** Start of DOCUMENT EXCERPT **
Why should councils provide provide charging points; they don't provide petrol stations. 

That's true they don't provide petrol stations. OTOH, if government policy is to push people to go electric, then it needs a political will, and (public?) resources, to make it happen. It depends on how you see the role of government in the push to cleaner transport.

TBH, I like driving my car, and where I am there's next to no other option, but if we really want to save the planet then we need to dissuade people from using cars and on to mass transport.

  • Like 1
Posted

The irony is here, road mass transit seems to be far more polluting than cars - For instance, all the old diesel busses and taxis in London are exempt from any of the emissions controls the rest of us are subject to, and even more telling when there was that bus strike some years ago, the air quality in London increased noticeably and dramatically - Far more so than any of the congestion or ULEZ zones have done.

Somehow even the exhaust on the newer diesel busses smells worse than the older ones - Rumour has it the hybrid part fails and is too expensive to repair so they run them as straight diesel, but because the diesel engines are smaller they are worked much harder.

 

Posted

AndrueC, I have no issue with plugging the car in for an hour every day or two if I have a convenient home charge point. 

The issue is running the cable across a pavement and then recovering it each time. 

Council charge points come at a cost. I don't see lots of on street charging as economical.  In a perfect world every kerb side parking bay would have a charger but they would only be in use part of the day. 

Providing chargers in a car park would still require users to move their car after it is charged. 

Given a home charging point costs about £1,000 a more robust public one could cost several times more.  

  • Like 2
Posted
11 minutes ago, Roy124 said:

Providing chargers in a car park would still require users to move their car after it is charged. 

The idea here is if every bay has a charger, people just charge while they shop; No need to plug in at one at the other end of the car park, start shopping, come out half way to move the car, then continue shopping again.

The only reason EV people get in such a huff right now if you 'over stay' is because there are not enough working public chargers, esp. during holiday time. Mass deployment in existing retail car parks would make so many of these things a non-issue.

Government and power companies really need to partner up with the owners of such car parks to make it happen instead of these lip-service deployments of street chargers and stupid dedicated charging hubs.
** End of DOCUMENT EXCERPT **
(GIVEN TASK 1)
How many lines of the entries contain the string "comandante"? Reply with the number alone.
The entries have nothing to do with the charging-point discussion.
** Start of DATA ROWS **
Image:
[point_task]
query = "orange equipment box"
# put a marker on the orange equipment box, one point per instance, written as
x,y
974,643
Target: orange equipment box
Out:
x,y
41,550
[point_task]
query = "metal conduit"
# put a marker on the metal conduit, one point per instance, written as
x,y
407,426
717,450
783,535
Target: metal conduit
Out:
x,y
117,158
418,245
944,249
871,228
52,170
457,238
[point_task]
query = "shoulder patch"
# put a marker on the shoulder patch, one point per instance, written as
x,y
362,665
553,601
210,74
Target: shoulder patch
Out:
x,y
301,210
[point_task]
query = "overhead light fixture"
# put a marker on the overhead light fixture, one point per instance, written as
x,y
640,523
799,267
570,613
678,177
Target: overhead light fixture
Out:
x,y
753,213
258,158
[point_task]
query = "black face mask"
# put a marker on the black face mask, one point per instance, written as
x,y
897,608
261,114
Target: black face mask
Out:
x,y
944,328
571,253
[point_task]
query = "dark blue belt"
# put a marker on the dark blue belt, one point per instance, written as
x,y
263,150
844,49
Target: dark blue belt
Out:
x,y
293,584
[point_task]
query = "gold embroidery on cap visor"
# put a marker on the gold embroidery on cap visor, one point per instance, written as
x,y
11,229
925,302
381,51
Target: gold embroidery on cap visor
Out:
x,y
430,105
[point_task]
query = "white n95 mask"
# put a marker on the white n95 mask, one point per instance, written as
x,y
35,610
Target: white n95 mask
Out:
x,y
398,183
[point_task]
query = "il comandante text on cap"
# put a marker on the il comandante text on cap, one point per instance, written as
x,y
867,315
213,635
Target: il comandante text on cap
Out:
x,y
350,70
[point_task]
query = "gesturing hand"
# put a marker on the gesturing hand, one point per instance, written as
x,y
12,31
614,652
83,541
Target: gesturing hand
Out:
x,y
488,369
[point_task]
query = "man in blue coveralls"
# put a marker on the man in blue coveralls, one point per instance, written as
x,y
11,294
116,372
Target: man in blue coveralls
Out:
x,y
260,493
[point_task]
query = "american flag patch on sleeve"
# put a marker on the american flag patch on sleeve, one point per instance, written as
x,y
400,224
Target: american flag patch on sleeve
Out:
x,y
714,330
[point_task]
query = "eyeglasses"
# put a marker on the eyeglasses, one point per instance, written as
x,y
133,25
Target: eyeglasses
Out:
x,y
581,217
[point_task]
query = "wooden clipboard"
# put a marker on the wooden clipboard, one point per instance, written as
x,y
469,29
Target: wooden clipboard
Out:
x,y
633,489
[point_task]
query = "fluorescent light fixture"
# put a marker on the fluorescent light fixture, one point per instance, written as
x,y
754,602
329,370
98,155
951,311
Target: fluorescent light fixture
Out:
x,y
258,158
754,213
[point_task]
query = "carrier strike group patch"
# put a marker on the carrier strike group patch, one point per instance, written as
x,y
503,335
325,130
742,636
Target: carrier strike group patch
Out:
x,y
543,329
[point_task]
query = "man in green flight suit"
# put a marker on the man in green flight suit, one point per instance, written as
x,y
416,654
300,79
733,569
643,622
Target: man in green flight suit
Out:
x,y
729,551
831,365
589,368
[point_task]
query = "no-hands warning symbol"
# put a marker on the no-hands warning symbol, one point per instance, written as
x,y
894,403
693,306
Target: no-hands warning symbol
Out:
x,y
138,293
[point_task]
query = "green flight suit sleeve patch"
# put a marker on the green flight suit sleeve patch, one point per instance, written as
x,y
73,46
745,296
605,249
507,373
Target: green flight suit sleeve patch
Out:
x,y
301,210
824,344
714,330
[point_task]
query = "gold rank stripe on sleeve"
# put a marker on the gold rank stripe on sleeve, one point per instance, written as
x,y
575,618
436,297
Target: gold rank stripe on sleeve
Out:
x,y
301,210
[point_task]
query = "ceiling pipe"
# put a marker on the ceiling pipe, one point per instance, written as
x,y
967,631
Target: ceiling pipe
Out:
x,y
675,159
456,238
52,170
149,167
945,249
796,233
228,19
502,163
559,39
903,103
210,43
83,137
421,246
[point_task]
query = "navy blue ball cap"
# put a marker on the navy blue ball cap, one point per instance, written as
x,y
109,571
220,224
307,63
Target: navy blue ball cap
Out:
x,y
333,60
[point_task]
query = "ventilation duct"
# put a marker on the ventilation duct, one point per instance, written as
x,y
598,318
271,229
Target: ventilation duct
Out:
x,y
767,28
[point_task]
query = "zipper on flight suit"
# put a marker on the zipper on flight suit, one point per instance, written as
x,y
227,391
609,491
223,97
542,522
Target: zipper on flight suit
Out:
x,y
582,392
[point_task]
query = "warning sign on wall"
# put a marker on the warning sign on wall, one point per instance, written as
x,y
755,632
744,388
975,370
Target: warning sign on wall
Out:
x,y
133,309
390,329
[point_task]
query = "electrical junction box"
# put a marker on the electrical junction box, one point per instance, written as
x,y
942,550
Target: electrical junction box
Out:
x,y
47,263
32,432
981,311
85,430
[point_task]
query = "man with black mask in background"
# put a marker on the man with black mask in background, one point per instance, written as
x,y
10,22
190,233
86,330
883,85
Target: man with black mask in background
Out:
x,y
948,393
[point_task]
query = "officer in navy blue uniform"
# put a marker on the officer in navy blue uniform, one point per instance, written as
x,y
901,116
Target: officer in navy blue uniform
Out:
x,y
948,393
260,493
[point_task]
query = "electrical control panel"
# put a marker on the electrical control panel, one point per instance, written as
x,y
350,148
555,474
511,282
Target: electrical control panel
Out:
** End of DATA ROWS **
(GIVEN TASK 2)
In the charging-point discussion, about how much does a home charging point cost?

(COMPLETE ANSWER 1)
3

(COMPLETE ANSWER 2)
About £1,000.